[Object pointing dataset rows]
>>>>
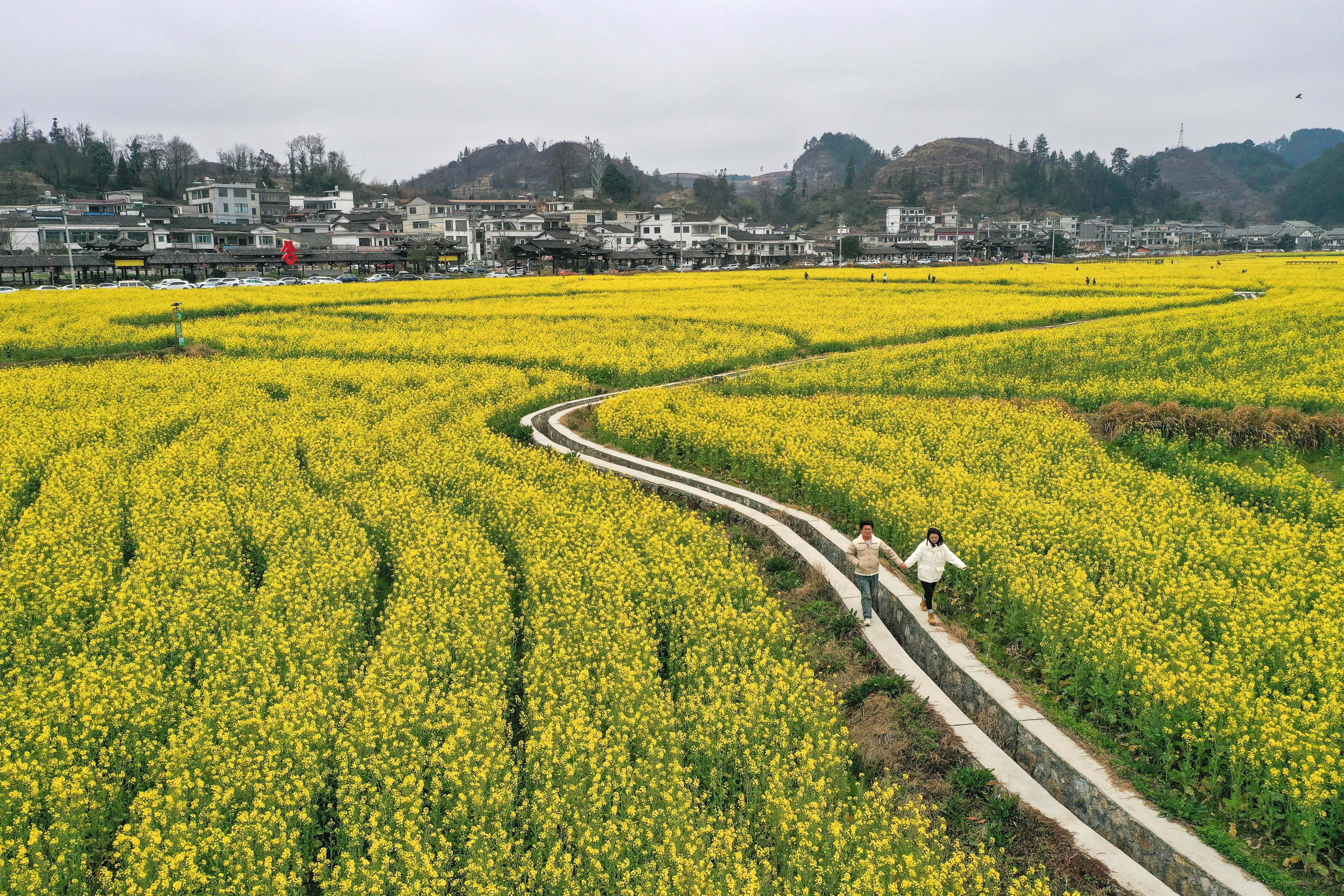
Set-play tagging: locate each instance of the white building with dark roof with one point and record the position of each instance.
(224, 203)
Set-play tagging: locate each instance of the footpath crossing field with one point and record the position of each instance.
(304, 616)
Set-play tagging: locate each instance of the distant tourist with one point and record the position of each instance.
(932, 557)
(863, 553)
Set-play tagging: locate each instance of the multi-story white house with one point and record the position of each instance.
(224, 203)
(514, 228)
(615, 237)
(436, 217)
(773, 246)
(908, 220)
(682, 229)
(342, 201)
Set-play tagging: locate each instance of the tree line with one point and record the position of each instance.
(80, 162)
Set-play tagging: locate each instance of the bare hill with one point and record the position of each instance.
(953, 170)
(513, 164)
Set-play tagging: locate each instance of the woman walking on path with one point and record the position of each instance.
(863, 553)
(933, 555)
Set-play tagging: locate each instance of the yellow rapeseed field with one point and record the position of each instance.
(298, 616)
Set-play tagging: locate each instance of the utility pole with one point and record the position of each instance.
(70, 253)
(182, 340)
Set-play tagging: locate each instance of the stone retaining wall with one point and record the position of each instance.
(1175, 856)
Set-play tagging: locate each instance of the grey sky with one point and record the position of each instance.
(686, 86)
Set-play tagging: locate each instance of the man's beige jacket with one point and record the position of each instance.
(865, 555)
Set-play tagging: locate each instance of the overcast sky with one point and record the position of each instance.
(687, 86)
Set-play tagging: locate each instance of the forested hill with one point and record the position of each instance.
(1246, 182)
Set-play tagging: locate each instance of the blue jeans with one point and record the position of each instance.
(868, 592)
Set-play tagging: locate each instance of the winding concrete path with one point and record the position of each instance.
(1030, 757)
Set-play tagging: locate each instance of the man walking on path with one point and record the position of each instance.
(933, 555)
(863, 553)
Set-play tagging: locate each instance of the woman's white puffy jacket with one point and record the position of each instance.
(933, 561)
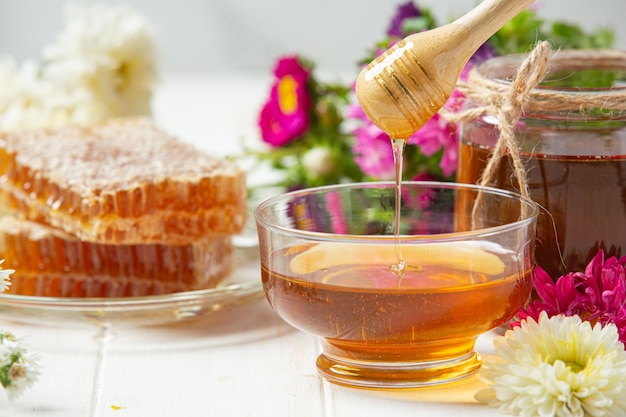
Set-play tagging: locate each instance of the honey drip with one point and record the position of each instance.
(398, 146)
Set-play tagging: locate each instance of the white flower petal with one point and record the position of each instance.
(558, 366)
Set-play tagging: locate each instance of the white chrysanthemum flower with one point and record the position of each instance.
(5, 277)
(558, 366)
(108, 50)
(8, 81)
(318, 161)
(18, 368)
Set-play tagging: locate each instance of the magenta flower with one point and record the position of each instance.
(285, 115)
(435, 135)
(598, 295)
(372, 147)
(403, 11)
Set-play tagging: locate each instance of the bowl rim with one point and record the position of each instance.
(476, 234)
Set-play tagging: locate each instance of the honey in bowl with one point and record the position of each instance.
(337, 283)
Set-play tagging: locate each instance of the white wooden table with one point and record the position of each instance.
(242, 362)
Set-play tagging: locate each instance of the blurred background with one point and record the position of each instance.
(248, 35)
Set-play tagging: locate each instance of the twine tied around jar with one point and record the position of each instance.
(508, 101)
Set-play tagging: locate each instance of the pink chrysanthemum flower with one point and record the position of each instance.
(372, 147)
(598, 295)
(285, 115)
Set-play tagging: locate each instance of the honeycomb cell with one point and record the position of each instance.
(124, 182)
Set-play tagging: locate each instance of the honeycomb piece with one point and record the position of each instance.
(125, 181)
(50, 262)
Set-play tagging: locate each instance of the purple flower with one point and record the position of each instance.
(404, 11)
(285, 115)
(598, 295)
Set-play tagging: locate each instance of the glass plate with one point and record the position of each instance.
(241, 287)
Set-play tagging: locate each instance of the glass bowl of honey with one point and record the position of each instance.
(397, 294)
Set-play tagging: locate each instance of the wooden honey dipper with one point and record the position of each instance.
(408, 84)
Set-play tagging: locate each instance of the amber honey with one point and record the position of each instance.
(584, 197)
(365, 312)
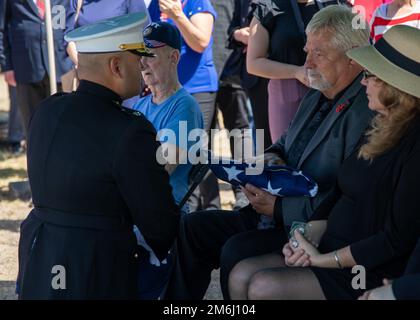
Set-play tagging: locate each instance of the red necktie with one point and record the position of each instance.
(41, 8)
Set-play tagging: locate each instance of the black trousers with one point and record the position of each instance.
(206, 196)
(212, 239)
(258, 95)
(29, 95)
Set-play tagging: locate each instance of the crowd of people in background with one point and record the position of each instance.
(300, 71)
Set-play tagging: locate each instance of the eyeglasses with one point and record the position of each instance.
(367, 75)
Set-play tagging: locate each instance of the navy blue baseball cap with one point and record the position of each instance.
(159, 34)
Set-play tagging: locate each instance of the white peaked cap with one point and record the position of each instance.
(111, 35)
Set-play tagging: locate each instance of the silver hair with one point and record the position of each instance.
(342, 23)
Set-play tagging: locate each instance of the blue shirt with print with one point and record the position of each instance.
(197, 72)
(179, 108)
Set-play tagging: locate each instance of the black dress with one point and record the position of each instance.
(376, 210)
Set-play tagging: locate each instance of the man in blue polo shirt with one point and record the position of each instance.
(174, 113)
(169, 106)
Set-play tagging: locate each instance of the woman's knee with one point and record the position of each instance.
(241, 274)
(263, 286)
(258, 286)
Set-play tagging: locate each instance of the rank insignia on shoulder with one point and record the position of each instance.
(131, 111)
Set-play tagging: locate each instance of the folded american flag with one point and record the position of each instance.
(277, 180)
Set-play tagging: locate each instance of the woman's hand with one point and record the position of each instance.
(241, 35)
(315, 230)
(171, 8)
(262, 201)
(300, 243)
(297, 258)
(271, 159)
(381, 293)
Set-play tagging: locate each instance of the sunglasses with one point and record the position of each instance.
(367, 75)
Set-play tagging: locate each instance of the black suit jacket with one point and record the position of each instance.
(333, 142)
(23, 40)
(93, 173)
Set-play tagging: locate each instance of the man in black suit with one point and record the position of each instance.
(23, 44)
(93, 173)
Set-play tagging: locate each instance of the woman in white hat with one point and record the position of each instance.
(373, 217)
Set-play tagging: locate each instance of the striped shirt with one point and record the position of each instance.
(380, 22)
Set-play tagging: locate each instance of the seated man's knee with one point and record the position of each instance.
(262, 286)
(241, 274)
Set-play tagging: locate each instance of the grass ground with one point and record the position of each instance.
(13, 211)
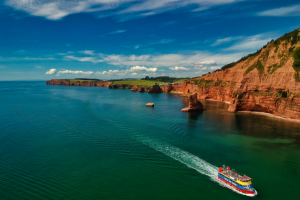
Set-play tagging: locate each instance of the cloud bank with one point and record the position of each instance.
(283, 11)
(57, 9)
<<<<
_Written instruction_
Reproduce all of the material above line for line without any changes, leaving out the pictures.

_Full response_
Set-play tagging: locate each instance of the white building with dark roof with one point and record the position of each instance.
(224, 203)
Set-play tagging: locate each instance of the footpath crossing field with one point and record the position of each instance.
(304, 616)
Set-play tagging: locate each instance of the distant tourist with one point and record the position of each instance.
(932, 557)
(863, 553)
Set-play tagging: locate each instance of the multi-story white house with one point and record the position of each instance.
(224, 203)
(514, 228)
(615, 237)
(436, 217)
(773, 246)
(908, 220)
(682, 229)
(342, 201)
Set-play tagging: locate each instance of the tree line with one point and record the position of each instance.
(80, 162)
Set-play tagging: locate each instance of the bare hill with one point and record the position of each instance.
(953, 170)
(513, 164)
Set-play tagging: locate each instance of the woman walking on path with one point and record the position of each instance.
(863, 553)
(933, 555)
Set-play tagging: locate each instance of the yellow rapeseed field with one point and record the position of each instance.
(298, 616)
Set-play tagging: locate each instance of the utility pole with one point and record the position of each instance.
(70, 253)
(182, 340)
Set-play tagging: locate each instance of the stone retaining wall with one point and record the position of each instance.
(1175, 856)
Set-play tagging: locate each instance of the grey sky with one point and record the position of each instance.
(686, 86)
Set-play tagging: locate each instance of the man's beige jacket with one point and record the position of each instance.
(865, 555)
Set-play tagging: locate each instance of the overcast sky with one point and record the position of each instance.
(687, 86)
Set-play tagging: locate each instance of the forested hill with one point and record the position of each instance.
(1246, 182)
Set-play tagging: locate each instance of the blue jeans with one point and record the position of each instance.
(868, 592)
Set-play tagging: locate each instance of the winding concrete path with one point and record the position of each instance.
(1030, 757)
Set-play tagging: locate each instance of the man walking on path with one point and record the position of each instance.
(933, 555)
(863, 553)
Set-play tagging: locate each instance of the woman's white puffy jacket with one point and record the position of each instance.
(933, 561)
Set-play tagging: locate each instance of the honey drip with one point and record the position of each instance.
(398, 146)
Set-play tagging: locate each instance of the white flower petal with one point and record the position of each instance.
(558, 366)
Set-play tagging: locate each instance of the white chrysanthemum flower with one point and record the position of each instance.
(5, 277)
(558, 366)
(108, 50)
(8, 81)
(318, 161)
(18, 368)
Set-play tagging: locate each instance of the magenta flower with one point and record the position of each instance.
(285, 115)
(435, 135)
(598, 295)
(372, 147)
(403, 11)
Set-play tagging: locate each instance of the bowl rim with one point and record the position of each instance.
(476, 234)
Set-play tagging: locate each instance of the honey in bowl with one point and record the position of each instance.
(337, 283)
Set-play tagging: locate each instance of the white wooden table with one point and record the position of each instance.
(242, 362)
Set-play tagging: locate each instance of the blurred background with one point and record the position of each instance.
(248, 35)
Set-play tagging: locate each instance of the twine tied around jar with one point and record the position of each instance.
(508, 101)
Set-play tagging: locate each instance of the pink chrysanthemum flower with one point and record the position of each instance.
(372, 147)
(598, 295)
(285, 115)
Set-play tagging: locate each instance of the honeycomb cell with one point and record the position of each instance.
(124, 182)
Set-play tagging: locate each instance of the honeycomb piece with one point and record the position of each instance.
(125, 181)
(50, 262)
Set-play tagging: locate each instance of the purple flower with one point and record the position of each instance.
(404, 11)
(285, 115)
(598, 295)
Set-play tagging: locate each instance of the glass plate with one point and record the position of each instance.
(241, 287)
Set-play tagging: locate each instance of the glass bowl of honey with one point and record the position of each instance.
(397, 294)
Set-play tagging: locate each instance of the wooden honey dipper with one point and record the position of each instance.
(408, 84)
Set-play tagging: locate each instance of the amber honey with one point and record the position of each instance.
(584, 197)
(365, 312)
Set-play tagging: locate each instance of the red necktie with one point and record the position of each instance.
(41, 8)
Set-play tagging: locate each instance of the black trousers with one point and record the position of each instance.
(206, 196)
(212, 239)
(258, 95)
(29, 95)
Set-play tagging: locate each instance of the crowd of people in background with one point and record the position of each instance.
(300, 71)
Set-play tagging: locate each instance of the eyeglasses with one point and record the position of each instance.
(367, 75)
Set-play tagging: locate each instance of the navy blue baseball cap with one point and record the position of each instance.
(159, 34)
Set-play tagging: locate each instance of the white peaked cap with one point and record the position of each instance.
(111, 35)
Set-play tagging: locate each instance of the silver hair with one point and record the position of each instance.
(342, 23)
Set-play tagging: locate each instance of the blue shirt with print with one point and record the position of each instance.
(197, 72)
(179, 108)
Set-play tagging: locate each instance of the black dress with one point and record the position of each instance.
(376, 210)
Set-play tagging: locate each instance of the man in blue polo shirt with one point and record the position of each instance.
(174, 113)
(169, 106)
Set-play tagging: locate each instance of the woman's knee with one point and record the position of each instance.
(241, 274)
(263, 286)
(258, 286)
Set-play tagging: locate each instance of the rank insignia on shoulder with one point and record the position of each instance.
(131, 111)
Set-play tagging: locate each instance of the folded american flag with one point and record the position of each instance.
(277, 180)
Set-play tagging: locate each instance of the woman's hand with one point and record the position of each instance.
(241, 35)
(315, 230)
(171, 8)
(262, 201)
(300, 243)
(297, 258)
(271, 159)
(381, 293)
Set-play tagging: locate each instance of the sunglasses with one point and record the position of each instance.
(367, 75)
Set-play tagging: locate each instance of the black suit jacket with one point and record the position of each instance.
(333, 142)
(23, 40)
(93, 173)
Set-play tagging: locate each instance of the man in black suit with one point and record the position of each instance.
(23, 44)
(93, 173)
Set-play tagging: locate each instance of the woman in white hat with one point and record the position of each instance.
(373, 217)
Set-play tagging: locate each instance of the striped shirt with one point and record the position of each instance.
(380, 22)
Set-play tagging: locate each instance of the seated man's knee with one point and record the position of each instance.
(262, 286)
(241, 274)
Set-play tagging: locate each instance of the grass ground with one point and record the position of each instance.
(13, 211)
Set-play tagging: locate each instance of the cloud bank with one point and record the position of each instance.
(283, 11)
(57, 9)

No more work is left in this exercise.